Aim | Gather every line of the rows below that contains the word "wall". Case counts.

[Start Extracted data]

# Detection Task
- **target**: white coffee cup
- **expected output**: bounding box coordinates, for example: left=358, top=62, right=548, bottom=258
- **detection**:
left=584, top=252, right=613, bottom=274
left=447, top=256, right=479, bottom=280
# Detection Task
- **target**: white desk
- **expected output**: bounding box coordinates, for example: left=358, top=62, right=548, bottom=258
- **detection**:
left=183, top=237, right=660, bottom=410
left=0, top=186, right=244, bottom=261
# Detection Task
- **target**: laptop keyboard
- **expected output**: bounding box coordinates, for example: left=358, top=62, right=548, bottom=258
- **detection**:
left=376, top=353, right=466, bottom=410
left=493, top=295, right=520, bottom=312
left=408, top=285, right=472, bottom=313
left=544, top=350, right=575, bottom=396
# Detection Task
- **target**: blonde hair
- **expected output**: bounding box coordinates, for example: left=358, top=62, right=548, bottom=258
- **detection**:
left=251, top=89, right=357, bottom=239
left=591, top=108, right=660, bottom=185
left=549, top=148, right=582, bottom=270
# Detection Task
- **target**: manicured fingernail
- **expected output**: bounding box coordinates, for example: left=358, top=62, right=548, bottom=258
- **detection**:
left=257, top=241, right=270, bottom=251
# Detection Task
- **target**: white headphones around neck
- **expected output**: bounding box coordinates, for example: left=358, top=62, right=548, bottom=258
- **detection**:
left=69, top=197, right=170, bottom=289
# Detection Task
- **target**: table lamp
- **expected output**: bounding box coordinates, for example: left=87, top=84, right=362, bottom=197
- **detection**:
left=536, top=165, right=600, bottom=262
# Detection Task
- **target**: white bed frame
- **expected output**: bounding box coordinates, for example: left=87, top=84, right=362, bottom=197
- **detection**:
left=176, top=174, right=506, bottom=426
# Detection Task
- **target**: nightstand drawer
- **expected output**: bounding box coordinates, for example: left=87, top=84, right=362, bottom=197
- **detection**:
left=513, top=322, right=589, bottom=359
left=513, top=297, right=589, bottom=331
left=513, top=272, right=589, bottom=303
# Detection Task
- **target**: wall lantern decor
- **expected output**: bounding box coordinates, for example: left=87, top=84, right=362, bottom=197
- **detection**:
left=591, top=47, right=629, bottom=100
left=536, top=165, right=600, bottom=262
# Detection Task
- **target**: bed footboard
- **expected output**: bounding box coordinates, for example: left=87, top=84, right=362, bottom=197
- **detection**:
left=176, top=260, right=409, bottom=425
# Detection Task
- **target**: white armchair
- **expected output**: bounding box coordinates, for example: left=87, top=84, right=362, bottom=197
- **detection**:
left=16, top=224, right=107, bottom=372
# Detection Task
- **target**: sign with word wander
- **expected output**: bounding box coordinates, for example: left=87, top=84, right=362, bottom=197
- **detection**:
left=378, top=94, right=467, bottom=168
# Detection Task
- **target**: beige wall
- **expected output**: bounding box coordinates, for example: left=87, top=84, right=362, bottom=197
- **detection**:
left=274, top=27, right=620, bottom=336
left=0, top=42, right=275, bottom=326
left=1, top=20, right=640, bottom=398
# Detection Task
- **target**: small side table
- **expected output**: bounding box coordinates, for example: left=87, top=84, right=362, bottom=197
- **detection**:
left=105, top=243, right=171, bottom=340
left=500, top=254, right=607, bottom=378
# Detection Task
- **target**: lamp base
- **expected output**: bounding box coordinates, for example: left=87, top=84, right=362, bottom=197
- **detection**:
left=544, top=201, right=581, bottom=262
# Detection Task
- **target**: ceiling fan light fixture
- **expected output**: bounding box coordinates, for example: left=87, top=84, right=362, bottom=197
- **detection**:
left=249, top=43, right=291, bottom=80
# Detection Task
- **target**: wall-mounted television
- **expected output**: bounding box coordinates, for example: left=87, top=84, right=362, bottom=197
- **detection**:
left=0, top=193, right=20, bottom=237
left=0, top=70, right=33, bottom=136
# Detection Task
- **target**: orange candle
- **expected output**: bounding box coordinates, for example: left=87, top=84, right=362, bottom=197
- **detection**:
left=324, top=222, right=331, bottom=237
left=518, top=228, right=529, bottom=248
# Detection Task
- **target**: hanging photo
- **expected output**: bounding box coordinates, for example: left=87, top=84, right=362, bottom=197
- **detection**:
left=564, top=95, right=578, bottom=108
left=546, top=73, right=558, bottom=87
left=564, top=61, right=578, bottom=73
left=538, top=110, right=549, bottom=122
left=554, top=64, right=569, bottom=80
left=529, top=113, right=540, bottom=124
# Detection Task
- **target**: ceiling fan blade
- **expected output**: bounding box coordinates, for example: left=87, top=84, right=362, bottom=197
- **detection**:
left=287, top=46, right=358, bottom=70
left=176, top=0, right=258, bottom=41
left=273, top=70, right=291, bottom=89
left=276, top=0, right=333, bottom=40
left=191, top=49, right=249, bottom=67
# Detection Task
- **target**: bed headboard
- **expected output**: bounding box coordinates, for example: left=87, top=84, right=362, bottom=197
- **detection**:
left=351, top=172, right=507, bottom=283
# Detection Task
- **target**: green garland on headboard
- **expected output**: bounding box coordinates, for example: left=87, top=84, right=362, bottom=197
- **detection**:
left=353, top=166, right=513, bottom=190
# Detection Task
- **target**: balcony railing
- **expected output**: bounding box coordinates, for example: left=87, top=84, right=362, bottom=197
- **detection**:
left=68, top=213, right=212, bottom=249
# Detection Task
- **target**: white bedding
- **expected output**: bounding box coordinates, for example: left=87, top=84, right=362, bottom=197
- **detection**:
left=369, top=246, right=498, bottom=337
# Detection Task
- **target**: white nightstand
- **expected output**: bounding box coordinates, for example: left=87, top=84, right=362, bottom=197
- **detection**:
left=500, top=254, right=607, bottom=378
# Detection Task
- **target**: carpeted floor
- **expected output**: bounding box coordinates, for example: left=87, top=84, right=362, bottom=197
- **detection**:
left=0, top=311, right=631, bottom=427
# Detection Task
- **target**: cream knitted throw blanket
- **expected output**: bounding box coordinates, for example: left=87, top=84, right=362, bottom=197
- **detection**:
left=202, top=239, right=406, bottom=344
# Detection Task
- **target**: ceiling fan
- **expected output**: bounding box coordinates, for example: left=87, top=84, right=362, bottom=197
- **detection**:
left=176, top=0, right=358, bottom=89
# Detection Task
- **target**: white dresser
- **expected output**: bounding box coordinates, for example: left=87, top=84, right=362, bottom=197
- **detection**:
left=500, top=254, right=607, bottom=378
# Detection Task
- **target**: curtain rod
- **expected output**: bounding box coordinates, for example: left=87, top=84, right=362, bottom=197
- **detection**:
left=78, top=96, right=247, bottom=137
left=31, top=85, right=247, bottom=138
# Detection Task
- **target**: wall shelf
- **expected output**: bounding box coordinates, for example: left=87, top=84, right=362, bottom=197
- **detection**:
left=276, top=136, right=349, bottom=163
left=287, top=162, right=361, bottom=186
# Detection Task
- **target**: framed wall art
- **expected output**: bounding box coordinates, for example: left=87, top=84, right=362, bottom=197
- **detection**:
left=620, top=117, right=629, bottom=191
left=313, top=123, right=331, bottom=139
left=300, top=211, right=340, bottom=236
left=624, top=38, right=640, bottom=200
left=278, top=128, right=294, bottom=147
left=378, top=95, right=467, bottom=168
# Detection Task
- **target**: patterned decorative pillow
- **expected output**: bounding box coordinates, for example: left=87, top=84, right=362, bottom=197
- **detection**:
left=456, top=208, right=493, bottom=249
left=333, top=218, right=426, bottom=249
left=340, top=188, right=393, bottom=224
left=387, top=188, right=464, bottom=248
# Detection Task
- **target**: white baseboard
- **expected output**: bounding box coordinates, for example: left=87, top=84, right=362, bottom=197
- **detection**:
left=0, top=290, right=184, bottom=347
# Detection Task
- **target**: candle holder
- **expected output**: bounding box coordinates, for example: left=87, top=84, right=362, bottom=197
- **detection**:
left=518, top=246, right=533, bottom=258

[End Extracted data]

Worked solution |
- **target**: wall lantern decor
- **target**: beige wall
- **target**: wall-mounted television
- **target**: wall shelf
- **target**: framed wall art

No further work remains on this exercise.